*Stated goal:*
Return every one of the entries below word for word, but leave the pictures out.

====

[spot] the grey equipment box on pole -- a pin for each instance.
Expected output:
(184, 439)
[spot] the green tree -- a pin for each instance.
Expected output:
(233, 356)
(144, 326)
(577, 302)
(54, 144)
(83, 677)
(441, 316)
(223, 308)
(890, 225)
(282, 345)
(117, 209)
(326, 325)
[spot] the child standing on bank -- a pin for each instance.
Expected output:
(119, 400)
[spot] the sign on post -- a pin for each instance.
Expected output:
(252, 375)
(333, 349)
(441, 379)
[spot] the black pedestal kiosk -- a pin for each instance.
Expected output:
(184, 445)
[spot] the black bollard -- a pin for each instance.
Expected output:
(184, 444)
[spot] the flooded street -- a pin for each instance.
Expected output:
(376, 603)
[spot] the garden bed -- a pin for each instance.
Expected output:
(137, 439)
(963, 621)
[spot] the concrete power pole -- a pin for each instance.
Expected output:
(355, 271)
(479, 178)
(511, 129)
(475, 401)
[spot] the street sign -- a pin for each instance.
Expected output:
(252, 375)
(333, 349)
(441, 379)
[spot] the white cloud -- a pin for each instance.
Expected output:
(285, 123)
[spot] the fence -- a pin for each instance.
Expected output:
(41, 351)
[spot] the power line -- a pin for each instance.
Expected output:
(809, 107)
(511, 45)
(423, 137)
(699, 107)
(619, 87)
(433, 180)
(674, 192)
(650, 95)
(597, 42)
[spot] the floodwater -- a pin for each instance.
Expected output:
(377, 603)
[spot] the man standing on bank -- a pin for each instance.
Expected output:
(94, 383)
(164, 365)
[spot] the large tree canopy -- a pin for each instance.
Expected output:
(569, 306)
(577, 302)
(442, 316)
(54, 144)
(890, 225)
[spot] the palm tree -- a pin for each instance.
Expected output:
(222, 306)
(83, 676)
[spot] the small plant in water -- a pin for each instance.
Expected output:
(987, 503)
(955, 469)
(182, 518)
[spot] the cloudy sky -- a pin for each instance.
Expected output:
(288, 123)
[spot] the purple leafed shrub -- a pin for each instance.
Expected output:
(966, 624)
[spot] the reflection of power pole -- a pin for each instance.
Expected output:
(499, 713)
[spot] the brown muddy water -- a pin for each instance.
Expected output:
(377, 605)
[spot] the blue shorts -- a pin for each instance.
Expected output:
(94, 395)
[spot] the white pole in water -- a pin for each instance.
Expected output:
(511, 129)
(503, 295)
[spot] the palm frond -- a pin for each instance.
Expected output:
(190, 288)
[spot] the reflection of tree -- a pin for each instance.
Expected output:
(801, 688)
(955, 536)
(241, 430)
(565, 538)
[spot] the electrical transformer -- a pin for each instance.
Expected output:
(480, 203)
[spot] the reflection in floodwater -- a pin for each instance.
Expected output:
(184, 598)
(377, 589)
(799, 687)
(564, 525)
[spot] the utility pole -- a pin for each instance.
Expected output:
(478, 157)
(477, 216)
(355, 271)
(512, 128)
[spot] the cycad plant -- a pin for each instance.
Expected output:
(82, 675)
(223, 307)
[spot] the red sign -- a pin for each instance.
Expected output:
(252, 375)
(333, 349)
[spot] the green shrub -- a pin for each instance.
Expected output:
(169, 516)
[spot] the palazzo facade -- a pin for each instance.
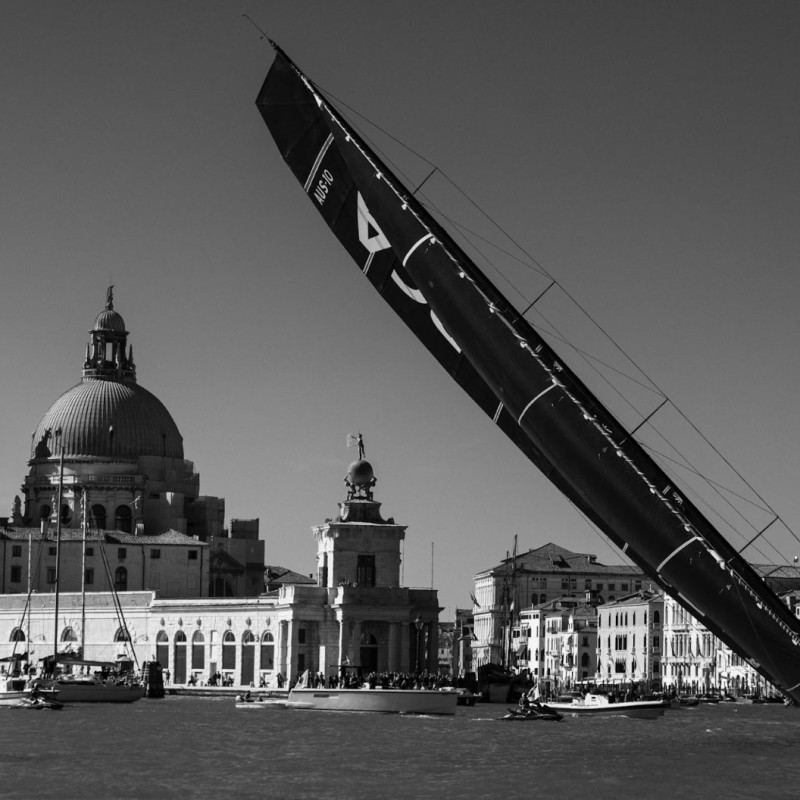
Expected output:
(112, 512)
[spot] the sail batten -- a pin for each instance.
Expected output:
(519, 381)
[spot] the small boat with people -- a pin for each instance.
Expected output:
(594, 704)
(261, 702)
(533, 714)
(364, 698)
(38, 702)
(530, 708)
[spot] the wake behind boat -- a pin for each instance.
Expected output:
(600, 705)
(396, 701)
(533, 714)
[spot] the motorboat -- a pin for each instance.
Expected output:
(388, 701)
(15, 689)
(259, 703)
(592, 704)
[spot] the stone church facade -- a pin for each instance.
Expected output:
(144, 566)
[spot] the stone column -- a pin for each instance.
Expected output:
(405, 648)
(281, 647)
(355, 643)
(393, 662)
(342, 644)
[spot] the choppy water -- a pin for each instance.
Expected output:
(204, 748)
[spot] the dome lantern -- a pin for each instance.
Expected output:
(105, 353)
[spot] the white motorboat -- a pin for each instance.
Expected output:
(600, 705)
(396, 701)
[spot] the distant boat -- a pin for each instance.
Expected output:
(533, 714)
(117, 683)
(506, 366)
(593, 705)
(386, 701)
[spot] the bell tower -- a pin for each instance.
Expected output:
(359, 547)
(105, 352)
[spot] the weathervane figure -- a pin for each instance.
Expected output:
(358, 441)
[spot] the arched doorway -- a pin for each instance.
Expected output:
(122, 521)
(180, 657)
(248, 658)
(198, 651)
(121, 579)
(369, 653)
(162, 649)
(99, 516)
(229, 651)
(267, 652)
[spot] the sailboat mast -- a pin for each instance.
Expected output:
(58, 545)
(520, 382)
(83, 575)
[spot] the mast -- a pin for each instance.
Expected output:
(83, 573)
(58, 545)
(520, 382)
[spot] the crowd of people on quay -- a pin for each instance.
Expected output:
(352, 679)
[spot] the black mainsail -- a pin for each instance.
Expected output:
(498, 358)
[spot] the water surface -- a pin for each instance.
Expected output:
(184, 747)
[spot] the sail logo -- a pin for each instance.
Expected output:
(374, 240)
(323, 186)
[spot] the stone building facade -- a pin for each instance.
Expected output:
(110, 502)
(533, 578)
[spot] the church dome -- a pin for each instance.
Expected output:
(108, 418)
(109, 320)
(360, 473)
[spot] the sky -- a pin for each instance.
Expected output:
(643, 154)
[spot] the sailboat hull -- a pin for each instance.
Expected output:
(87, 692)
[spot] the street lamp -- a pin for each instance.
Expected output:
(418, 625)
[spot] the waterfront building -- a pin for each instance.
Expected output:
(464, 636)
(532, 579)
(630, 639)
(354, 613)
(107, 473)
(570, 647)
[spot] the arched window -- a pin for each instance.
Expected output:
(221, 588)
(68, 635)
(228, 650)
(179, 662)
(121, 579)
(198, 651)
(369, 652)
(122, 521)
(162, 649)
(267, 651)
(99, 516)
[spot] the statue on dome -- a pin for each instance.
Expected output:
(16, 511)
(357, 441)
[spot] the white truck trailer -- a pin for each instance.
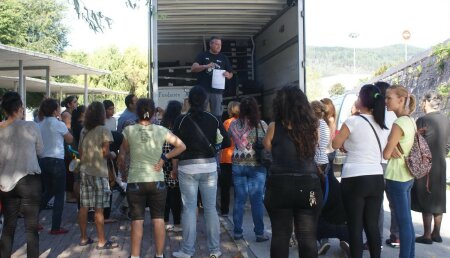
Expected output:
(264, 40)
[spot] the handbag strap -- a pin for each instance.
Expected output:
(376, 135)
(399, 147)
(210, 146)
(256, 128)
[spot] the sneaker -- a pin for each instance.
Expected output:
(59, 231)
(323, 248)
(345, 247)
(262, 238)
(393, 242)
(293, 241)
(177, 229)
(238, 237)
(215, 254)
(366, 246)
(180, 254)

====

*Output:*
[spot] the grey equipment box on pole -- a pin for each instance.
Expected output:
(184, 439)
[spot] the green tree -- a pin for each instance.
Expected output:
(233, 356)
(144, 326)
(577, 302)
(54, 144)
(83, 677)
(441, 316)
(223, 308)
(890, 225)
(282, 345)
(117, 209)
(326, 325)
[spot] the child standing on bank -- a pin for each instance.
Expected output:
(119, 400)
[spot] the sign on post -- a pin for each instance.
Expected output:
(252, 375)
(333, 349)
(441, 379)
[spot] the black pedestal kiosk -- a pin for each instance.
Expected output:
(184, 445)
[spot] the black bollard -- a pin for each instance.
Expected output:
(184, 444)
[spot] the flooded street -- a pin for each instance.
Expected output:
(376, 603)
[spot] the garden bed -- a pin for each instance.
Expected output:
(137, 439)
(963, 621)
[spot] the concrete power pole -- a pin for each instance.
Expected output:
(355, 271)
(479, 178)
(511, 129)
(475, 401)
[spot] the street sign -- a pin for each instance.
Expected output:
(252, 375)
(333, 349)
(441, 379)
[spot] the white cloud -- a pin for each instance.
Expected output:
(285, 123)
[spot] the fence -- a pin for each instance.
Expected output:
(41, 351)
[spot] the power line -- a pin for each instance.
Expected output:
(809, 107)
(511, 45)
(423, 137)
(699, 107)
(619, 87)
(433, 180)
(674, 192)
(650, 95)
(597, 42)
[spot] the floodwater -- a pin for each instance.
Expected output:
(377, 603)
[spot] the man standing on bank -- a pin for each instance.
Expected output:
(94, 383)
(164, 365)
[spot] the large tree canopy -- a pin for each instance.
Expected output:
(569, 306)
(577, 302)
(442, 316)
(54, 144)
(890, 225)
[spot] the palm tree -- a pin for each instance.
Expected output:
(222, 306)
(83, 676)
[spot] the small plant in water -- a pin for each instance.
Expected output:
(987, 503)
(955, 469)
(182, 518)
[spot] the cloudy sky -- a pin for each instance.
Expected output:
(288, 123)
[spot] the purple leafed shrub -- a pin for each instance.
Expected output:
(966, 624)
[spot] the reflection of power pole -- a pin for each instance.
Expected output:
(499, 713)
[spot] the brown muddy water -- a pin for each instance.
Expected output:
(377, 605)
[spot] the blue shorts -- a pin for each instance.
Expected output:
(94, 395)
[spot] the white pole in water -- a pin for each instance.
Expected output:
(511, 129)
(503, 295)
[spot] the palm frond -- a pin for each instance.
Expected output:
(190, 288)
[spot] the reflection of tree -- a pin for each instance.
Expected output:
(801, 688)
(955, 536)
(241, 430)
(565, 538)
[spot] the electrical transformer -- a pin for each instance.
Expected output:
(480, 203)
[spot] the reflection in floodwater -- a pin for each instance.
Expected output:
(184, 598)
(377, 589)
(799, 687)
(564, 525)
[spot] the utility pole -- a pin for each instance.
Expected output:
(478, 157)
(477, 216)
(355, 271)
(512, 128)
[spot] the cycad plant -- a pin for each instance.
Expected output:
(82, 675)
(223, 307)
[spot] the red sign -- a pin for each instance.
Expected output:
(252, 375)
(333, 349)
[spot] the green shrub -- a pin for each instance.
Expected output:
(169, 516)
[spot] the palazzo facade -- a pin for each instance.
Expected output:
(112, 512)
[spot] the sail batten -- a pin for each instance.
Expected output:
(519, 381)
[spot] the small boat with people -- a pin for each instance.
Expected output:
(594, 704)
(261, 702)
(533, 714)
(364, 698)
(38, 702)
(530, 708)
[spot] the wake behind boat -- a pin for each instance.
Expected output:
(600, 705)
(396, 701)
(533, 714)
[spot] the motorboat -- a pin for each instance.
Expected output:
(388, 701)
(15, 689)
(259, 703)
(592, 704)
[spot] the stone church facade -- a pin for each instance.
Expected output:
(144, 566)
[spot] the stone column -- a pin for each instance.
Expected output:
(405, 648)
(281, 647)
(355, 643)
(393, 662)
(342, 644)
[spot] the choppy water -- a pin for each instance.
Expected output:
(204, 748)
[spot] the dome lantern -- a pin for each instance.
Expected output:
(105, 353)
[spot] the white motorboat -- a pin for each instance.
Expected output:
(600, 705)
(396, 701)
[spot] the distant boat -- a pin for each instance.
Expected output:
(533, 714)
(117, 683)
(506, 366)
(593, 705)
(386, 701)
[spot] the bell tower -- a pin for each instance.
Expected output:
(359, 547)
(105, 352)
[spot] the weathervane figure -- a pin for each instance.
Expected output:
(358, 441)
[spot] the arched doorway -- a pin for each instance.
Expected output:
(122, 521)
(180, 657)
(248, 658)
(198, 651)
(121, 579)
(369, 653)
(162, 649)
(99, 516)
(229, 651)
(267, 652)
[spot] the sailboat mast -- a pin for each instance.
Expected output:
(58, 545)
(520, 382)
(83, 575)
[spot] the mast -- a pin for each instance.
Expected output:
(83, 573)
(58, 545)
(520, 382)
[spot] the crowd of people on quay -- a pin for each instance.
Expected output:
(352, 679)
[spot] the black mainsail -- a pin for each instance.
Expected output:
(498, 358)
[spot] the water surface -- a pin for each instance.
Expected output:
(184, 747)
[spot] the sail logo -- a pin for each instance.
Expected output:
(374, 240)
(323, 186)
[spot] the stone building facade -- a pin for each instance.
Expected output:
(110, 502)
(533, 578)
[spot] the church dome -- a pin for each instance.
Expected output:
(108, 418)
(109, 320)
(360, 473)
[spot] the sky -- a pin for each instance.
Expected output:
(643, 154)
[spot] the sailboat hull -- a pin for each instance.
Expected output:
(87, 692)
[spot] the street lamp -- a pin for each instance.
Expected output:
(418, 625)
[spot] the waterfront building -- a pin for each instance.
Expected output:
(464, 636)
(532, 579)
(630, 639)
(354, 613)
(107, 473)
(570, 647)
[spot] the arched window -- a pin for each instance.
Expected output:
(221, 588)
(68, 635)
(228, 650)
(179, 662)
(121, 579)
(198, 651)
(369, 652)
(122, 521)
(162, 649)
(267, 651)
(99, 516)
[spot] the statue on dome -- a pin for each instance.
Expected output:
(16, 511)
(357, 441)
[spot] the white truck trailer -- a pin for each instance.
Expected output:
(264, 40)
[spot] the handbag strap -- a pin for each instance.
Expected output:
(376, 135)
(399, 147)
(210, 146)
(256, 128)
[spot] the sneaker -- a pin for each instance.
Expected output:
(59, 231)
(323, 248)
(345, 247)
(262, 238)
(393, 242)
(293, 241)
(177, 229)
(238, 237)
(215, 254)
(366, 246)
(180, 254)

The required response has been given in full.